- **PROVIDED INFORMATION**
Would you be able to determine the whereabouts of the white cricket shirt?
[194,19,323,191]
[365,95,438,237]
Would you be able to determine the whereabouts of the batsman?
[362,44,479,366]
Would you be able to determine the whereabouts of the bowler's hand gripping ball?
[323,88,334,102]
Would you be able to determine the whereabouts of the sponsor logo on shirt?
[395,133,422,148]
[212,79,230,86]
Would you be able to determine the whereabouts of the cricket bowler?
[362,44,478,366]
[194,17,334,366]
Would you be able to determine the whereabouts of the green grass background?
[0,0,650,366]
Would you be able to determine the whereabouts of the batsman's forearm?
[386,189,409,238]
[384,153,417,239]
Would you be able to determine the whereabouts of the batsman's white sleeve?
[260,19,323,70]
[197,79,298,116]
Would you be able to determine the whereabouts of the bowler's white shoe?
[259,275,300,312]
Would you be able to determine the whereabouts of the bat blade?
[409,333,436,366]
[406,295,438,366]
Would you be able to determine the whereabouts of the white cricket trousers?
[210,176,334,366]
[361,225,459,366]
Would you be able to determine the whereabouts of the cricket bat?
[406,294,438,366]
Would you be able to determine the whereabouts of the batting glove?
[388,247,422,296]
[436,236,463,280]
...
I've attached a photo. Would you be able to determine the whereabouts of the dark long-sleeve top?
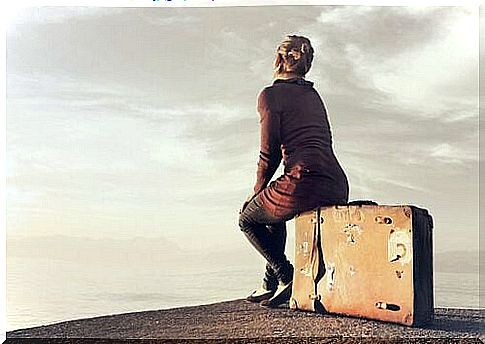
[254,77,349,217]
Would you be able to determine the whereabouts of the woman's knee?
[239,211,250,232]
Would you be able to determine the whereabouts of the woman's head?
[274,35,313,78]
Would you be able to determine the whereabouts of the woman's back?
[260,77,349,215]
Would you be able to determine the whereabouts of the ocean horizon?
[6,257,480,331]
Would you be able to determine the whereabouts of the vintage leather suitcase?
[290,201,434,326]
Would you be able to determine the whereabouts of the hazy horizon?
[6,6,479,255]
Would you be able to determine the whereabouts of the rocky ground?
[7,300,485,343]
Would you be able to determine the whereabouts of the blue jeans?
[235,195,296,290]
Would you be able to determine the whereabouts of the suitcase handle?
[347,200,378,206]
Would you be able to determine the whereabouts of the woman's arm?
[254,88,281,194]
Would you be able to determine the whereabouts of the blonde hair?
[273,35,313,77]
---
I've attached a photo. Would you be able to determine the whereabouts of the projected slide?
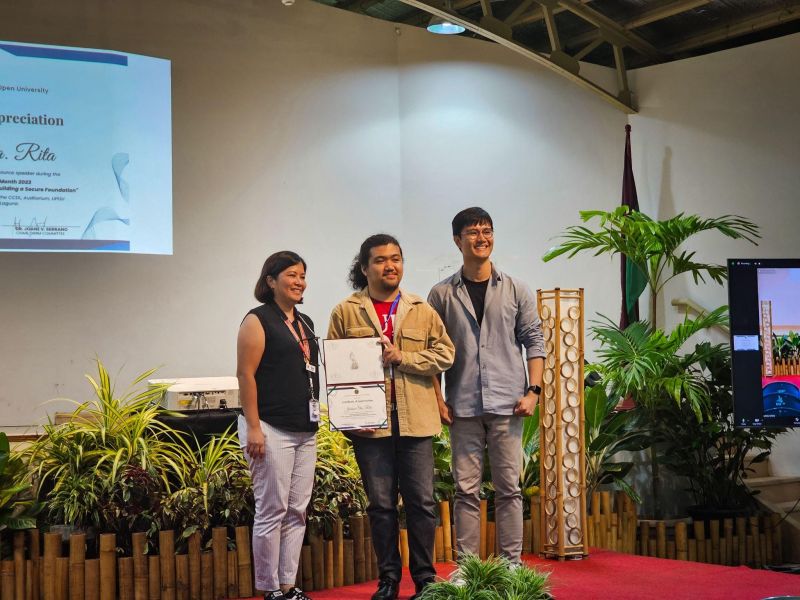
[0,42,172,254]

- **EXERCISE INSTRUCTIONS**
Rewrite the data as a JSON list of strings, starting with the line that contains "the bat blade?" and ending with the line that contains "[436,236,463,280]". Make each line its own string and leave out any blank lines.

- **RIGHT ANSWER**
[
  "Would you be able to determine the whereabouts of the bat blade?",
  "[409,333,436,366]",
  "[406,295,438,366]",
  "Would you be able to determine the whereabouts of the white cricket trousers?",
  "[210,176,334,366]",
  "[361,225,459,366]",
  "Would you be able to determine the whereabouts of the cricket bat?",
  "[406,294,438,366]",
  "Would you be able to determine the whereabouts of the batting glove?",
  "[388,247,422,296]",
  "[436,236,463,280]"
]